### Extrait du texte
Le rendement horaire, de quoi est-il fonction ? D'abord d'un certain nombre de dispositions matérielles : l'organisation intérieure de l'usine, l'éclairage, l'aération, la disposition des machines, le plus ou moins de facilité à circuler entre elles, le plus ou moins de méthode et de rapidité dans les transports intérieurs, tandis que l'objet de la fabrication passe d'un état à un autre. Il dépend de la bonne coordination et de la bonne adaptation de mouvements de l'ouvrier à sa machine ; il dépend aussi de la condition morale et physique de l'ouvrier. Il y a toute une école en Amérique, l'école Taylor, l'école de ces ingénieurs Bedeau, que vous voyez se promener dans des inspections, qui ont poussé très loin l'étude des méthodes d'organisation matérielle conduisant au maximum de rendement horaire de la machine, ce qui est précisément leur objectif. Mais il y a aussi l'école de Gilbreth qui a étudié et recherché les données les plus favorables dans les conditions physiques de l'ouvrier pour que ce rendement soit obtenu. La donnée essentielle c'est que la fatigue physique de l'ouvrier soit limitée. Il y a un exemple classique : dans un atelier de femmes on a obtenu un rendement double simplement en alternant, pour les femmes, la position debout et la position assise.

Entrées d'un jeu d'annotations par points
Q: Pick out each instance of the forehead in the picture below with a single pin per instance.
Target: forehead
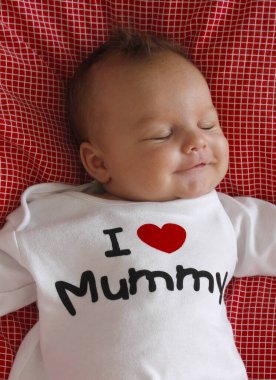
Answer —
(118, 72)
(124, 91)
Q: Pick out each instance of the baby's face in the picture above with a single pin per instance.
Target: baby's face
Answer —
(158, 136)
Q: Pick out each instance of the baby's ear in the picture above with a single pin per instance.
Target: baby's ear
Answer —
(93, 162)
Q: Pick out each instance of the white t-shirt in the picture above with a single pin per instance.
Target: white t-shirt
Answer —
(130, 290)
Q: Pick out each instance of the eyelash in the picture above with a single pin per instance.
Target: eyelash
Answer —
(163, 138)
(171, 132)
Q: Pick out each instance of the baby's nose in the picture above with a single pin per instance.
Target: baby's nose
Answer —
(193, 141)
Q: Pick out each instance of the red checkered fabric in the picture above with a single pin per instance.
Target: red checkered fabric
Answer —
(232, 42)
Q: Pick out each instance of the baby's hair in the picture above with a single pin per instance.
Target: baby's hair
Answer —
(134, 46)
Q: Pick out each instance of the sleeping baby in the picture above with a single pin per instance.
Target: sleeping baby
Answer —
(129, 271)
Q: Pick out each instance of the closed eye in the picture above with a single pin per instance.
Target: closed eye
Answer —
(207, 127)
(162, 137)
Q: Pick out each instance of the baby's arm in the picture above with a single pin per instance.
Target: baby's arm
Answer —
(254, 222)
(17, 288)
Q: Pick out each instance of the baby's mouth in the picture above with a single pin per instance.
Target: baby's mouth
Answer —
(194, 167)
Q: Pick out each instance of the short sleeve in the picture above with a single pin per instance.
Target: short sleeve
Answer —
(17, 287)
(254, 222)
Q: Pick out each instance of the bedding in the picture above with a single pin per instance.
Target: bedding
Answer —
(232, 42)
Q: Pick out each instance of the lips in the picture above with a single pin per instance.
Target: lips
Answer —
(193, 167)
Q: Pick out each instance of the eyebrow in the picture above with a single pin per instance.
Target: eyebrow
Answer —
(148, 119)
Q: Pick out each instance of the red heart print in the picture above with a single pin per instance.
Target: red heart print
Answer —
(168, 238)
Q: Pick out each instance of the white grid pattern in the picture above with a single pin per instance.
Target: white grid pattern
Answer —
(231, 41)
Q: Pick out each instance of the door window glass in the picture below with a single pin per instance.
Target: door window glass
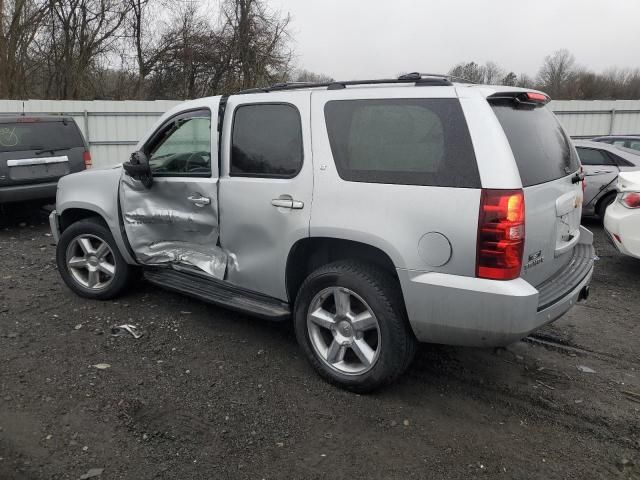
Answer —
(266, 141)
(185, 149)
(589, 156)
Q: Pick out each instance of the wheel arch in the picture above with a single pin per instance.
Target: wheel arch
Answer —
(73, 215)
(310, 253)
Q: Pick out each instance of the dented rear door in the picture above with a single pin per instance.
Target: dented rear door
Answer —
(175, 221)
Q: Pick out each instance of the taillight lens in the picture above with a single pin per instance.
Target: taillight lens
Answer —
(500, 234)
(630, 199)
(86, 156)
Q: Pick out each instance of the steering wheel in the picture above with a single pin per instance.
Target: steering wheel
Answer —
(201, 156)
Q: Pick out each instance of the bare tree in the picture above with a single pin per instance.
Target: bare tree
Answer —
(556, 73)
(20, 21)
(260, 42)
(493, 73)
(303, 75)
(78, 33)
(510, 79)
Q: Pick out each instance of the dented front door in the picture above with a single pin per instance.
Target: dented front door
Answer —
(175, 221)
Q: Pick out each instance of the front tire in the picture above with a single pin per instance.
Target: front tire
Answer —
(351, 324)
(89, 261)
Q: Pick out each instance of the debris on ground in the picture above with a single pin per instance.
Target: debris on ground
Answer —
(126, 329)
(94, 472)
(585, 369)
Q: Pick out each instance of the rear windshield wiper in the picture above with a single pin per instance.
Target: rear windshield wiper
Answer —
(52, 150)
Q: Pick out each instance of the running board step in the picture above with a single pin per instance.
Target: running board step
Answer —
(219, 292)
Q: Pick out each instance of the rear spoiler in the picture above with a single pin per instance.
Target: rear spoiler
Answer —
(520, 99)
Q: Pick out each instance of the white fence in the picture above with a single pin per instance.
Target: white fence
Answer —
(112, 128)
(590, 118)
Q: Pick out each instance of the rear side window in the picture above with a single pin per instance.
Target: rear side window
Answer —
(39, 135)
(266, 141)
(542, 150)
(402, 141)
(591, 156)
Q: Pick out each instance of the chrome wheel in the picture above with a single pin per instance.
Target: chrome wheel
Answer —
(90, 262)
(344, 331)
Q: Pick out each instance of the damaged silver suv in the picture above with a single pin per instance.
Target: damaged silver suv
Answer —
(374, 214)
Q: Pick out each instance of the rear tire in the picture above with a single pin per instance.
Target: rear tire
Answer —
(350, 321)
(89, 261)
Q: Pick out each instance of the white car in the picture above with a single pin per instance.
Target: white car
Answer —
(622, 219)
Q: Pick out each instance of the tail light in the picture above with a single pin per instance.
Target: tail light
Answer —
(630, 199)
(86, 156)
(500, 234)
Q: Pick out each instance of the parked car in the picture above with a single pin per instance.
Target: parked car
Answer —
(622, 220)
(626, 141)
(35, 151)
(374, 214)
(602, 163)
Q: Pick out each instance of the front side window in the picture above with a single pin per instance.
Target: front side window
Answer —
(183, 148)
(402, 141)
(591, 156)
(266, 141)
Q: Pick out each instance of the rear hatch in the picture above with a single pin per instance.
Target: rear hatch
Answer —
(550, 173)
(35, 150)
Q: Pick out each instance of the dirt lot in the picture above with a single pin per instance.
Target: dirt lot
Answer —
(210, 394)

### Petit exercice
En une à trois phrases, expliquez pourquoi, dans le passage sur le rendement horaire, l'école de Gilbreth s'intéresse aux conditions physiques de l'ouvrier. Les enregistrements forment un matériau distinct du texte.

### Réponse
L'école de Gilbreth cherche les conditions physiques les plus favorables de l'ouvrier pour obtenir le rendement horaire. La donnée essentielle est de limiter sa fatigue physique. Dans un atelier de femmes, alterner la position debout et la position assise a ainsi suffi à doubler le rendement.